(Written exercise A):
Transcribe the passage of the comment thread on Ukraine and NATO that begins with "The other reason" and continues through "demise. Go figure.".

---- Document section

If countries that have historically crumbled at the first hint of a foreign invasion can be part of NATO, what was the obstacle to Ukraine’s membership years or decades ago?

10 thoughts on “Why didn’t Ukraine become a NATO member back in the 1990s?

  1. Ukraine displays too much fighting spirit?
    I believe it was connections to Russian military and military-industrial complex. Much of Ukrainian navy, including its largest warship, defected to Russia during 2014 Crimea takeover.
    With the succession of Luhansk and Donetsk from Ukraine and Putin occupation of Crimea things changed – pro-Russian elements are now insignificant minority in Ukraine.
    The other reason was that some Ukrainian politicians, especially in Eastern Ukraine, started as black market lords in former USSR and took their resist to soviets know – now into new Europe – oriented Ukraine. It also happened to be mostly them who successfully resisted Russian asymmetric hybrid warfare in Eastern Ukraine in 2014. But of course US with “not corrupt” Clintons and Bidens are too sensible to work with such folks and our diplomats too requested their demise. Go figure.

    • “Hindsight is 20/20, but if the goal was to have Ukraine as part of NATO, why wasn’t that done in 1994, when the Budapest Memorandum was signed? Putin’s leadership of Russia did not begin until 1999.

      https://en.wikipedia.org/wiki/Enlargement_of_NATO

      Appears the NATO race was on after the fall of the Berlin Wall. From what I read prior, Boris Yeltsin was more interested in strong drink than his own country.

      “Debate within the American government as to whether enlargement of NATO was feasible or desirable began during the George H.W. Bush administration.[18] By mid-1992, a consensus emerged within the administration that NATO enlargement was a wise realpolitik measure to strengthen American hegemony.[18][19]

    • It’s never been about fighting spirit or anything like that. Parenthetically, when I lived in the Soviet Union my personal /anecdotal experience had been that Ukrainians were much softer than their more ruthless Russian counterparts. I am really surprised that they managed to survive Russian attacks for so long.

--------
---- Supplied data

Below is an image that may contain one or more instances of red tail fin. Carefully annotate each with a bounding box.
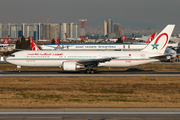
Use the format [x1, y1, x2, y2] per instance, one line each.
[146, 33, 155, 43]
[65, 33, 68, 38]
[3, 38, 9, 44]
[121, 35, 126, 40]
[30, 38, 40, 51]
[56, 38, 59, 44]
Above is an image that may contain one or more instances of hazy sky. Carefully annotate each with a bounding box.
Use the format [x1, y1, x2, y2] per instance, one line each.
[0, 0, 180, 27]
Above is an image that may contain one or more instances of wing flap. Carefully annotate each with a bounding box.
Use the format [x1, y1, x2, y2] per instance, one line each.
[77, 57, 116, 66]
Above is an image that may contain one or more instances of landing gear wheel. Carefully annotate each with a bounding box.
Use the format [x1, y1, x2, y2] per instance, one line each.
[86, 69, 94, 74]
[86, 69, 91, 74]
[91, 70, 94, 74]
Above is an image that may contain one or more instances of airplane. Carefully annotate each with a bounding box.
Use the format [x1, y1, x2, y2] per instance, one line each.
[65, 33, 81, 42]
[105, 35, 126, 42]
[0, 38, 9, 46]
[6, 25, 175, 73]
[146, 33, 155, 43]
[30, 38, 40, 51]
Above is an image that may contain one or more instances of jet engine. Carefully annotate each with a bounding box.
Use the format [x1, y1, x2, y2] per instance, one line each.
[165, 48, 177, 61]
[62, 61, 84, 71]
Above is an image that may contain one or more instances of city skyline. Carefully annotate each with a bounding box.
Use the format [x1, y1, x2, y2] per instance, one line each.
[0, 0, 180, 30]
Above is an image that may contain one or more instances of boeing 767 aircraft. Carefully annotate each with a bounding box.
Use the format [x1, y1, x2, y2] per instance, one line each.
[6, 25, 175, 73]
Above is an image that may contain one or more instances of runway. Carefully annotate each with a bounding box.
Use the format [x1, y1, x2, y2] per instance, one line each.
[0, 70, 180, 77]
[0, 108, 180, 120]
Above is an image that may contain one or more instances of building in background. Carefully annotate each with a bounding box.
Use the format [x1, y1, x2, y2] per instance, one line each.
[22, 23, 40, 40]
[49, 24, 60, 40]
[103, 19, 113, 36]
[60, 23, 79, 40]
[0, 23, 2, 38]
[60, 23, 69, 40]
[9, 23, 23, 38]
[2, 23, 10, 37]
[103, 20, 107, 36]
[40, 23, 59, 39]
[113, 23, 121, 38]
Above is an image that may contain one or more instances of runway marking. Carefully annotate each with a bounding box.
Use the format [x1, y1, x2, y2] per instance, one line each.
[0, 112, 180, 115]
[0, 74, 180, 77]
[0, 117, 63, 119]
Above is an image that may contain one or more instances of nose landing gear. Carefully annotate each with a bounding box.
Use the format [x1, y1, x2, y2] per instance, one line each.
[86, 66, 94, 74]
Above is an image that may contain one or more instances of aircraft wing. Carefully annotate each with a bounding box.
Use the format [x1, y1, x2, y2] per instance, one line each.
[77, 57, 116, 66]
[150, 54, 173, 59]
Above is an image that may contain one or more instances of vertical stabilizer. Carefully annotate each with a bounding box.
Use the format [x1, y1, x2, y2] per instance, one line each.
[3, 38, 9, 44]
[142, 25, 175, 54]
[146, 33, 155, 43]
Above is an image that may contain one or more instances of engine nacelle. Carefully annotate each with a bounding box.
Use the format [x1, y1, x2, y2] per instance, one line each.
[62, 61, 84, 71]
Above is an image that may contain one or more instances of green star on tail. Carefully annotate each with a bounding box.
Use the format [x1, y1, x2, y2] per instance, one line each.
[151, 42, 159, 50]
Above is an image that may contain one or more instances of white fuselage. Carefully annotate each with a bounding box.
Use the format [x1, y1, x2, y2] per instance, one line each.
[6, 51, 159, 67]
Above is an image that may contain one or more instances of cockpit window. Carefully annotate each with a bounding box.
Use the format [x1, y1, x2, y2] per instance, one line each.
[10, 55, 15, 57]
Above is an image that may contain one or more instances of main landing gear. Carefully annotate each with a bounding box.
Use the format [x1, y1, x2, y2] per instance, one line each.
[86, 66, 94, 74]
[17, 65, 21, 73]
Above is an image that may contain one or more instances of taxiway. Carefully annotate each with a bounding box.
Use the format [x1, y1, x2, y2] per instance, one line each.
[0, 108, 180, 120]
[0, 70, 180, 77]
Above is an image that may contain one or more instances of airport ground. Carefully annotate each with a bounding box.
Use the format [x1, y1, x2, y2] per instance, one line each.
[0, 64, 180, 108]
[0, 77, 180, 108]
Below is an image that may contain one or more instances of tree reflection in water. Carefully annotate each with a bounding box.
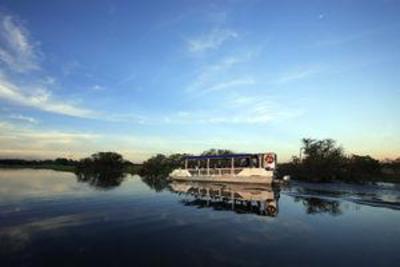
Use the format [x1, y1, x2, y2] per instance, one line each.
[76, 170, 126, 189]
[294, 196, 343, 216]
[140, 176, 169, 192]
[170, 182, 280, 217]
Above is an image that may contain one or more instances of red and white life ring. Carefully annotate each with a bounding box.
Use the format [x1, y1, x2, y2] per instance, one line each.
[265, 154, 274, 164]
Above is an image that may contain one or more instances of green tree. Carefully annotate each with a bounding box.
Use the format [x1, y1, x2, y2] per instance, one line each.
[76, 152, 125, 189]
[300, 138, 346, 181]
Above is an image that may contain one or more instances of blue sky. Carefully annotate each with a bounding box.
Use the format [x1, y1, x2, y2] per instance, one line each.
[0, 0, 400, 161]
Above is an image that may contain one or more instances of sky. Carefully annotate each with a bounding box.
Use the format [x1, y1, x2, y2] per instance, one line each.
[0, 0, 400, 162]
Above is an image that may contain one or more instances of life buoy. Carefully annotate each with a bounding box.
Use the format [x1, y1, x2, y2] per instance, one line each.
[265, 154, 274, 164]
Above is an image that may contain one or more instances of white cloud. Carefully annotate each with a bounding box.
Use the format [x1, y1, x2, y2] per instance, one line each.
[90, 84, 105, 91]
[275, 68, 319, 84]
[188, 28, 238, 53]
[8, 114, 38, 124]
[186, 53, 252, 93]
[0, 75, 95, 118]
[0, 121, 101, 158]
[0, 13, 39, 72]
[207, 77, 255, 92]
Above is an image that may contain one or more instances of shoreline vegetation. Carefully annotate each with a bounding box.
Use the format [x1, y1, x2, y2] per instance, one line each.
[0, 138, 400, 183]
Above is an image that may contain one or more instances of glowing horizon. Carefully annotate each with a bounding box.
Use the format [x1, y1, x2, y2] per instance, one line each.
[0, 1, 400, 162]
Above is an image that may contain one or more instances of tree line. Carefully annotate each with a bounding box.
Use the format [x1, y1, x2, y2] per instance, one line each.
[0, 138, 400, 184]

--------

(Written exercise B):
Restate word for word the lines of the records, starting with the line with "buoy. Carefully annotate each with a bounding box." and going on through the line with "[207, 77, 255, 92]", including both of those lines.

(Complete output A):
The other reason was that some Ukrainian politicians, especially in Eastern Ukraine, started as black market lords in former USSR and took their resist to soviets know – now into new Europe – oriented Ukraine. It also happened to be mostly them who successfully resisted Russian asymmetric hybrid warfare in Eastern Ukraine in 2014. But of course US with “not corrupt” Clintons and Bidens are too sensible to work with such folks and our diplomats too requested their demise. Go figure.

(Complete output B):
Above is an image that may contain one or more instances of life buoy. Carefully annotate each with a bounding box.
Use the format [x1, y1, x2, y2] per instance, one line each.
[265, 154, 274, 164]
Above is an image that may contain one or more instances of white cloud. Carefully annotate each with a bounding box.
Use the format [x1, y1, x2, y2] per instance, one line each.
[90, 84, 105, 91]
[275, 68, 319, 84]
[188, 28, 238, 53]
[8, 114, 38, 124]
[186, 53, 252, 93]
[0, 75, 95, 118]
[0, 121, 101, 158]
[0, 13, 39, 72]
[207, 77, 255, 92]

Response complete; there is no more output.